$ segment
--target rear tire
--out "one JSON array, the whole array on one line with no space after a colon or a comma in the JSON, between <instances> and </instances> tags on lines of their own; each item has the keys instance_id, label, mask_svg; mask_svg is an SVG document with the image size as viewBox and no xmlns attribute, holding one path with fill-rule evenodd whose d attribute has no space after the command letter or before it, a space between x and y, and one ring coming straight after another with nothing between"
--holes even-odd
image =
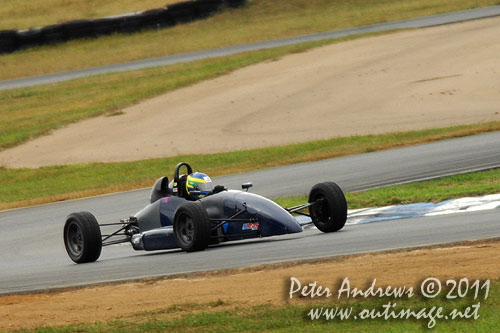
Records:
<instances>
[{"instance_id":1,"label":"rear tire","mask_svg":"<svg viewBox=\"0 0 500 333\"><path fill-rule=\"evenodd\" d=\"M316 184L309 193L309 203L316 201L319 202L309 207L316 228L323 232L342 229L347 220L347 202L342 189L334 182Z\"/></svg>"},{"instance_id":2,"label":"rear tire","mask_svg":"<svg viewBox=\"0 0 500 333\"><path fill-rule=\"evenodd\" d=\"M94 215L89 212L69 215L64 225L64 245L77 264L96 261L101 255L102 237Z\"/></svg>"},{"instance_id":3,"label":"rear tire","mask_svg":"<svg viewBox=\"0 0 500 333\"><path fill-rule=\"evenodd\" d=\"M174 237L186 252L203 251L210 242L210 217L200 202L187 202L174 217Z\"/></svg>"}]
</instances>

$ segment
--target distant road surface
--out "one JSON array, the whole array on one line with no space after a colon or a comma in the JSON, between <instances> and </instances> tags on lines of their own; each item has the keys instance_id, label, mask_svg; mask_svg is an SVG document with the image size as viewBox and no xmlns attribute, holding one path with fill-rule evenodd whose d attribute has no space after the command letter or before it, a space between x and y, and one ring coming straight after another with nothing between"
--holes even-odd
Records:
<instances>
[{"instance_id":1,"label":"distant road surface","mask_svg":"<svg viewBox=\"0 0 500 333\"><path fill-rule=\"evenodd\" d=\"M443 24L457 23L463 21L476 20L481 18L488 18L500 15L500 5L485 8L477 8L459 12L445 13L439 15L432 15L427 17L413 18L403 21L378 23L361 27L354 27L342 30L327 31L315 33L305 36L284 38L271 41L263 41L244 45L235 45L230 47L194 51L188 53L174 54L170 56L141 59L136 61L125 62L121 64L111 64L100 67L92 67L86 69L79 69L67 72L53 73L41 76L26 77L19 79L12 79L0 81L0 90L14 89L22 87L36 86L40 84L55 83L61 81L72 80L80 77L105 74L112 72L122 72L134 69L149 68L156 66L166 66L183 62L191 62L195 60L217 58L228 56L232 54L257 51L262 49L270 49L279 46L286 46L292 44L299 44L304 42L312 42L318 40L332 39L345 37L354 34L364 34L369 32L379 32L397 29L411 29L411 28L425 28Z\"/></svg>"},{"instance_id":2,"label":"distant road surface","mask_svg":"<svg viewBox=\"0 0 500 333\"><path fill-rule=\"evenodd\" d=\"M305 195L322 181L354 191L493 167L500 167L500 132L218 177L215 182L238 188L252 181L252 192L276 197ZM62 240L68 214L87 210L101 223L115 222L135 214L148 197L149 189L143 189L0 212L0 295L500 237L500 209L492 209L346 226L331 234L307 230L196 253L136 252L118 245L104 248L96 263L76 265L68 258Z\"/></svg>"}]
</instances>

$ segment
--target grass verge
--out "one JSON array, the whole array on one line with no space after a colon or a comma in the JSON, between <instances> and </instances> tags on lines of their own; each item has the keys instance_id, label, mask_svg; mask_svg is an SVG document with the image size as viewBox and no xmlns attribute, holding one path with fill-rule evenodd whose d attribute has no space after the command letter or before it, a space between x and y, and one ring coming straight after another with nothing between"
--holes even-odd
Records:
<instances>
[{"instance_id":1,"label":"grass verge","mask_svg":"<svg viewBox=\"0 0 500 333\"><path fill-rule=\"evenodd\" d=\"M81 1L65 3L81 6ZM206 20L169 29L115 34L0 55L0 80L402 20L498 3L498 0L250 0L242 9L224 10ZM17 7L17 2L14 6ZM100 4L99 7L106 5ZM99 11L97 6L95 11ZM25 12L40 13L41 10L26 10L21 16L24 16ZM8 18L20 16L11 14L12 9L5 13L6 16L0 15L2 24L9 25ZM43 16L45 14L43 13ZM68 16L64 14L63 17ZM35 18L28 20L32 22L30 24L45 24L45 21Z\"/></svg>"},{"instance_id":2,"label":"grass verge","mask_svg":"<svg viewBox=\"0 0 500 333\"><path fill-rule=\"evenodd\" d=\"M500 130L499 122L425 131L334 138L281 147L211 155L179 156L121 163L77 164L39 169L0 168L0 209L151 186L154 180L160 176L167 174L171 178L172 175L170 173L181 160L188 161L193 165L194 169L203 170L215 177L236 172L403 147L497 130ZM460 179L460 177L466 176L456 177ZM487 175L484 178L484 182L488 182L488 178L489 176ZM498 180L500 177L495 174L493 179L495 178ZM472 183L475 181L472 181ZM415 186L422 185L417 184ZM489 188L495 188L495 186L498 189L498 181L495 183L493 180ZM446 189L446 185L442 187ZM478 191L482 191L483 189ZM439 192L436 195L433 190L427 192L414 190L414 192L419 195L426 193L427 196L425 198L427 200L440 198ZM467 192L467 190L464 190L460 195L465 193L472 194L478 192ZM443 197L448 195L449 193L444 193ZM377 196L380 196L380 194L371 195L372 198L376 198ZM395 198L396 194L389 194L387 195L387 202L405 202L401 198ZM417 200L417 198L414 200ZM425 199L419 197L418 200ZM368 199L349 198L351 207L357 201L359 201L359 205L371 205ZM374 202L373 204L378 205L381 203Z\"/></svg>"},{"instance_id":3,"label":"grass verge","mask_svg":"<svg viewBox=\"0 0 500 333\"><path fill-rule=\"evenodd\" d=\"M349 209L356 209L417 202L441 202L448 199L499 192L500 169L494 169L346 193L346 199ZM278 198L275 201L284 207L291 207L304 203L307 198Z\"/></svg>"},{"instance_id":4,"label":"grass verge","mask_svg":"<svg viewBox=\"0 0 500 333\"><path fill-rule=\"evenodd\" d=\"M368 298L356 300L336 300L321 303L310 303L306 301L295 302L288 306L258 305L258 306L236 306L234 309L215 311L203 311L201 313L188 313L172 318L172 312L178 309L166 309L163 312L156 311L153 314L141 313L134 316L134 321L114 321L102 324L75 325L67 327L38 328L37 332L417 332L428 331L433 325L433 320L438 308L442 308L442 315L448 315L448 319L435 319L434 329L439 332L493 332L500 326L500 281L491 281L488 296L485 290L481 290L477 298L473 292L467 297L453 300L445 297L434 299L423 298L418 291L411 298ZM486 298L486 299L485 299ZM396 304L392 307L392 304ZM220 304L223 305L223 304ZM384 313L384 306L389 307L394 313L403 309L419 312L422 309L431 313L430 317L420 319L366 319L361 320L363 311L375 310ZM479 317L472 317L472 306L478 308ZM189 307L193 307L192 305ZM433 311L431 309L435 307ZM194 306L199 309L198 306ZM352 311L348 319L341 320L337 316L333 320L311 320L308 315L312 309L344 309ZM469 318L456 316L452 318L453 311L461 314L466 313L469 308ZM365 312L366 313L366 312ZM167 316L165 316L167 314ZM357 319L354 316L358 315ZM472 317L472 318L471 318ZM435 318L435 317L434 317Z\"/></svg>"}]
</instances>

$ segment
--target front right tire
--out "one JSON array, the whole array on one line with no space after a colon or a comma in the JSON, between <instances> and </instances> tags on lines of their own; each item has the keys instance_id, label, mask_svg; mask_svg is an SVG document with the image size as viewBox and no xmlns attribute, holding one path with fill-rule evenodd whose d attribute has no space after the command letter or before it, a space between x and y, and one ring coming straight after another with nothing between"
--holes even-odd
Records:
<instances>
[{"instance_id":1,"label":"front right tire","mask_svg":"<svg viewBox=\"0 0 500 333\"><path fill-rule=\"evenodd\" d=\"M210 217L200 202L180 206L174 217L174 237L186 252L203 251L210 243Z\"/></svg>"}]
</instances>

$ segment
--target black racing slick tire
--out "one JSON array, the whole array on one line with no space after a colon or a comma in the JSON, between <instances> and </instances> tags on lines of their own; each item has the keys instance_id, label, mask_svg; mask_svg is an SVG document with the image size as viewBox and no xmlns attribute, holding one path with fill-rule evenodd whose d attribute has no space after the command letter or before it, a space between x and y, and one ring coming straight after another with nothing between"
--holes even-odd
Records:
<instances>
[{"instance_id":1,"label":"black racing slick tire","mask_svg":"<svg viewBox=\"0 0 500 333\"><path fill-rule=\"evenodd\" d=\"M309 193L311 219L320 231L334 232L342 229L347 220L347 202L344 192L334 182L319 183Z\"/></svg>"},{"instance_id":2,"label":"black racing slick tire","mask_svg":"<svg viewBox=\"0 0 500 333\"><path fill-rule=\"evenodd\" d=\"M186 252L203 251L210 242L210 217L200 202L180 206L174 217L174 237Z\"/></svg>"},{"instance_id":3,"label":"black racing slick tire","mask_svg":"<svg viewBox=\"0 0 500 333\"><path fill-rule=\"evenodd\" d=\"M64 245L77 264L96 261L101 255L102 237L94 215L89 212L69 215L64 225Z\"/></svg>"}]
</instances>

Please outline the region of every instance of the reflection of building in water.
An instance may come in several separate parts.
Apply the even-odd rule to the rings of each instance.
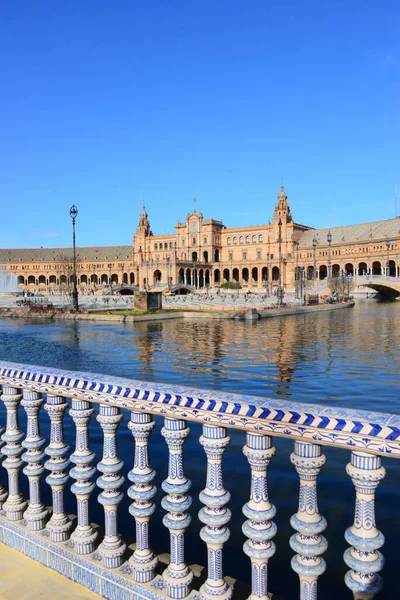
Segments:
[[[296,267],[309,279],[329,275],[400,276],[400,220],[313,229],[296,223],[283,186],[272,222],[228,229],[196,210],[175,231],[153,235],[143,206],[131,246],[77,250],[81,289],[117,284],[140,288],[183,283],[197,288],[237,281],[243,287],[293,288]],[[59,288],[72,281],[70,248],[0,250],[0,268],[20,287]]]
[[[133,340],[137,359],[141,362],[142,370],[148,377],[153,373],[154,354],[157,345],[159,346],[158,340],[163,335],[163,323],[162,321],[135,323],[134,333]]]

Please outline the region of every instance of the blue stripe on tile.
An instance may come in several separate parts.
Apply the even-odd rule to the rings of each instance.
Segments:
[[[369,425],[371,425],[372,429],[368,435],[379,435],[382,431],[382,427],[377,423],[369,423]]]
[[[307,418],[305,419],[303,425],[312,425],[315,421],[314,415],[310,415],[307,413]]]
[[[235,404],[233,405],[233,410],[232,410],[231,414],[237,415],[240,412],[241,408],[242,408],[242,405],[235,402]]]
[[[149,392],[147,390],[144,391],[142,400],[148,400],[149,399]]]
[[[398,429],[397,427],[390,427],[390,425],[389,425],[388,428],[392,430],[392,433],[390,433],[389,435],[387,435],[386,439],[387,440],[392,440],[392,441],[397,440],[397,438],[400,435],[400,429]]]
[[[123,393],[123,397],[127,398],[130,393],[131,393],[131,388],[125,388],[125,391]]]
[[[363,424],[360,423],[360,421],[353,421],[353,423],[354,423],[354,427],[351,430],[351,433],[360,433],[360,431],[362,431]]]
[[[209,401],[209,403],[208,403],[208,408],[207,408],[207,410],[214,410],[214,408],[215,408],[215,405],[216,405],[216,402],[215,402],[215,400],[210,400],[210,401]]]
[[[271,414],[269,408],[262,408],[262,413],[258,416],[259,419],[266,419]]]
[[[336,419],[336,420],[337,420],[337,424],[333,428],[334,431],[342,431],[342,429],[344,429],[344,427],[346,427],[346,421],[344,419]]]
[[[226,409],[228,408],[228,403],[227,402],[221,402],[221,407],[219,409],[219,412],[226,412]]]
[[[171,394],[165,394],[165,398],[163,400],[163,404],[168,404],[168,402],[171,400]]]
[[[255,412],[256,412],[256,407],[253,406],[253,404],[249,404],[249,407],[248,407],[247,413],[246,413],[246,417],[252,417]]]
[[[329,423],[331,422],[331,420],[328,417],[320,417],[321,422],[318,425],[318,427],[320,429],[325,429],[326,427],[328,427]]]
[[[284,414],[285,413],[283,412],[283,410],[277,410],[276,415],[274,417],[274,421],[282,421]]]
[[[292,415],[289,419],[289,423],[297,423],[297,421],[300,419],[299,413],[294,412],[292,410],[290,410],[289,412]]]

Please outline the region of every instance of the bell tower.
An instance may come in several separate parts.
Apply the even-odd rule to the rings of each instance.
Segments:
[[[278,202],[275,205],[274,221],[279,221],[279,219],[281,219],[282,222],[291,223],[292,215],[290,213],[290,206],[283,185],[281,185],[281,190],[277,198]]]
[[[153,235],[153,233],[150,229],[149,216],[143,203],[142,212],[140,213],[139,223],[136,229],[136,235],[133,238],[133,251],[134,254],[139,258],[139,262],[146,258],[149,252],[147,238],[149,238],[151,235]]]

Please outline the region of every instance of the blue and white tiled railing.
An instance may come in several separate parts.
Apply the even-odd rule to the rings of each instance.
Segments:
[[[384,537],[375,523],[375,490],[385,475],[381,457],[400,458],[400,417],[325,406],[296,404],[190,389],[144,381],[77,373],[0,362],[1,401],[6,423],[0,427],[0,462],[8,485],[0,485],[0,541],[57,570],[105,598],[228,600],[232,587],[223,575],[222,558],[229,539],[230,494],[224,487],[222,457],[229,444],[228,428],[244,430],[243,448],[251,474],[250,496],[243,507],[249,558],[251,600],[267,600],[268,561],[275,553],[275,506],[268,494],[267,471],[273,460],[273,437],[293,440],[291,462],[299,475],[298,511],[291,518],[294,534],[292,568],[299,576],[300,599],[316,600],[317,581],[325,571],[323,535],[326,520],[317,501],[317,477],[325,463],[322,446],[346,448],[347,473],[355,488],[354,524],[345,538],[349,549],[346,585],[356,600],[369,600],[381,589],[380,548]],[[95,465],[90,448],[89,422],[98,405],[103,456]],[[42,415],[42,409],[45,413]],[[75,448],[64,440],[63,419],[69,409],[76,433]],[[135,446],[129,512],[135,520],[136,546],[126,559],[127,544],[118,528],[123,499],[123,462],[118,455],[121,409],[130,411],[129,429]],[[26,432],[20,430],[20,411],[26,413]],[[42,416],[41,416],[42,415]],[[154,469],[148,447],[155,425],[153,415],[164,417],[162,436],[168,448],[168,476],[163,523],[169,531],[169,564],[160,574],[158,557],[149,544],[155,510]],[[40,435],[41,419],[50,422],[50,439]],[[184,537],[191,521],[191,482],[183,465],[190,421],[203,424],[200,444],[207,476],[199,512],[200,537],[207,547],[207,578],[192,588],[193,573],[185,562]],[[72,464],[71,464],[72,463]],[[44,474],[47,476],[44,477]],[[21,477],[29,482],[29,498],[21,492]],[[73,480],[77,517],[64,507],[64,490]],[[44,485],[51,489],[50,511],[42,501]],[[90,516],[90,498],[100,488],[104,534]]]

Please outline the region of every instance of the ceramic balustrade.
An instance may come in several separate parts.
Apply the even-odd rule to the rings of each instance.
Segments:
[[[297,512],[290,520],[295,530],[290,546],[295,552],[291,566],[299,577],[300,600],[316,600],[317,582],[326,569],[322,555],[327,541],[322,533],[327,523],[319,512],[317,496],[317,477],[326,460],[324,445],[348,448],[350,452],[347,473],[355,488],[355,515],[353,525],[345,532],[350,546],[344,555],[350,568],[345,583],[354,600],[371,600],[379,593],[384,537],[375,523],[375,490],[385,474],[382,456],[400,458],[397,415],[4,363],[0,363],[0,385],[5,418],[5,427],[3,421],[0,430],[0,463],[4,467],[3,480],[8,480],[8,485],[0,487],[0,541],[113,600],[134,600],[137,594],[155,600],[189,596],[194,600],[195,594],[202,600],[229,600],[233,590],[224,577],[224,548],[231,543],[228,523],[235,531],[240,524],[231,522],[222,458],[229,452],[228,428],[234,428],[245,432],[243,453],[249,464],[250,492],[243,507],[246,520],[242,530],[247,538],[243,553],[249,559],[250,600],[267,600],[273,591],[268,585],[268,570],[277,560],[277,542],[273,539],[279,539],[279,535],[273,521],[276,509],[269,498],[267,473],[275,454],[274,437],[294,442],[290,461],[299,477],[299,498]],[[64,437],[68,407],[68,427],[75,434],[71,455]],[[127,425],[121,424],[124,410],[130,417]],[[97,423],[90,425],[95,411]],[[23,415],[26,431],[19,425]],[[158,537],[151,524],[159,503],[154,486],[156,474],[149,461],[150,436],[157,415],[164,418],[161,435],[166,442],[164,458],[168,467],[161,484],[166,494],[161,500],[166,511],[163,524],[170,539],[165,566],[150,543]],[[200,537],[206,545],[208,566],[201,586],[194,583],[193,571],[185,561],[184,540],[190,536],[194,517],[190,514],[191,482],[183,460],[190,421],[203,424],[199,457],[204,461],[206,478],[199,497],[204,506],[198,516],[203,524]],[[45,449],[43,424],[50,430]],[[93,427],[103,438],[102,458],[97,465],[89,439]],[[118,513],[126,509],[120,506],[124,497],[124,463],[118,453],[120,427],[127,427],[133,437],[132,465],[127,465],[128,469],[131,466],[128,496],[132,500],[132,530],[122,534]],[[44,464],[45,454],[48,460]],[[49,474],[44,478],[45,469]],[[96,471],[100,473],[97,479]],[[70,478],[76,518],[71,518],[65,508]],[[50,511],[42,500],[45,486],[51,492]],[[104,511],[104,522],[99,525],[90,518],[96,486]],[[28,490],[26,498],[23,489]],[[279,479],[273,481],[273,496],[279,497]],[[102,527],[104,534],[99,533]],[[135,545],[128,548],[134,530]],[[160,550],[167,549],[157,546]]]

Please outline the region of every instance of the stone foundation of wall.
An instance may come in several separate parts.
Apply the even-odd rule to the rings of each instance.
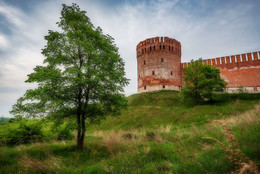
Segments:
[[[175,86],[175,85],[147,85],[144,87],[138,88],[138,93],[143,93],[143,92],[152,92],[152,91],[161,91],[161,90],[174,90],[174,91],[180,91],[181,87],[180,86]]]
[[[247,86],[247,87],[227,87],[227,93],[260,93],[260,86]]]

=======

* [Exercise instructions]: Copy each line containing the word "region" from the data.

* [Response to this task]:
Please outline the region of every instance of the reflection of building in water.
Please outline the region of every instance of the blue stripe on tile.
Please outline the region of every instance of the bell tower.
Please outline the region of every instance of the blue and white tiled railing.
Please outline the region of every instance of the ceramic balustrade.
Please outline the region of every instance of the stone foundation of wall.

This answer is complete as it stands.